● ESTRATTO DEL DOCUMENTO
####

Naturalmente il problema di un paese strangolato dall’austerity
non si risolve solo con una spending review, né solo spostando risorse
da una voce di bilancio all’altra (per esempio dalle spese militari e
dalle Grandi opere all’istruzione, alla ricerca o alla manutenzione
del territorio); anche se entrambe queste cose sono necessarie.
Per salvare occupazione, reddito, convivenza e apparato
produttivo bisogna pompare nell’economia risorse nuove e
aggiuntive, indirizzandole verso quei settori che garantiscono un
futuro perché sono il cuore della conversione ecologica a cui
prima o poi (meglio prima che poi) nessun paese si potrà sottrarre. E
non solo cercando di accaparrarsi un percento in più di export, a
spese di altri paesi che cercano la loro salvezza nello stesso modo.
Ma c’è una strada diversa da percorrere per fare la spending
review? Certo che sì. Innanzitutto va detto che il problema esiste
davvero. Accanto e, spesso, persino all’interno di servizi che devono
ridurre all’osso, e anche oltre l’osso, l’erogazione delle attività e
delle prestazioni a cui sono preposti ci sono sprechi,
favoritismi e vere e proprie malversazioni che gridano
vendetta. E accanto o all’interno di servizi dove il personale è
insufficiente, spremuto oltre i limiti della sopportazione,
malpagato e sempre più precarizzato (e da un po’ di tempo anche
insultato come parassita e mangiatore di pane a ufo) ci sono
persone, per lo più raccomandate, o vere e proprie enclave di un
personale che non fanno assolutamente niente; o che quello che
fanno sarebbe meglio che non lo facessero. E nessuno ne
risentirebbe. E le cose procederebbero anche più spedite. Chi
abbia lavorato anche un minimo a contatto con la Pubblica
amministrazione lo sa bene.
Ma nessuno, ovviamente, lo sa meglio di chi nella Pubblica
amministrazione o nei servizi pubblici, locali e non, ci lavora.Ma
intanto, se si vuole fare – e bisogna farla – una vera spending review,
che non si traduca in un ennesimo strangolamento dei servizi
pubblici e delle relative prestazioni, non c’è altro modo di
procedere che partire dal basso: in ogni ufficio, in ogni
servizio, in ogni istituto, in ogni reparto bisogna chiamare a
raccolta i lavoratori (quelli che ci stanno: inizialmente forse
pochi, ma destinati a crescere mano a mano che il processo va avanti)

####

● RIGHE FORNITE

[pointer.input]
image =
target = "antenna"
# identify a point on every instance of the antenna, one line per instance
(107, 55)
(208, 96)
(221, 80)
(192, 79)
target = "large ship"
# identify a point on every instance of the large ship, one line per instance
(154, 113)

####

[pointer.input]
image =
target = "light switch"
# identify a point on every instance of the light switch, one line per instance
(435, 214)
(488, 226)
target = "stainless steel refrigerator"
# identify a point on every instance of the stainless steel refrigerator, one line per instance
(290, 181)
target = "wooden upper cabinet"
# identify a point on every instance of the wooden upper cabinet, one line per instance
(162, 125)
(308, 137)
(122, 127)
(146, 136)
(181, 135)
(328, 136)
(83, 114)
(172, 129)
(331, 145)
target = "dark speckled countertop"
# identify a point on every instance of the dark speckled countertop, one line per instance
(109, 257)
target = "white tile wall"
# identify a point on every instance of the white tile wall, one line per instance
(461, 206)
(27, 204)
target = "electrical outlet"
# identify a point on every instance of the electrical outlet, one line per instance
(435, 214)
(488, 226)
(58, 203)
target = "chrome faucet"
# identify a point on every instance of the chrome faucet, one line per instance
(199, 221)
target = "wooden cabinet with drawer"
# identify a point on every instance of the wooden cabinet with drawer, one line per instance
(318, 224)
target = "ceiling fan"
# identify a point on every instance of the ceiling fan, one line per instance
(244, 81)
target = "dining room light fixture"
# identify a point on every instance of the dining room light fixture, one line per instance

####

● OBIETTIVO
Ricopia dall'estratto sulla spending review tutto il testo che va da "Naturalmente il problema" giù fino a "cose sono necessarie.".

● SOLUZIONE DEL COMPITO
Naturalmente il problema di un paese strangolato dall’austerity
non si risolve solo con una spending review, né solo spostando risorse
da una voce di bilancio all’altra (per esempio dalle spese militari e
dalle Grandi opere all’istruzione, alla ricerca o alla manutenzione
del territorio); anche se entrambe queste cose sono necessarie.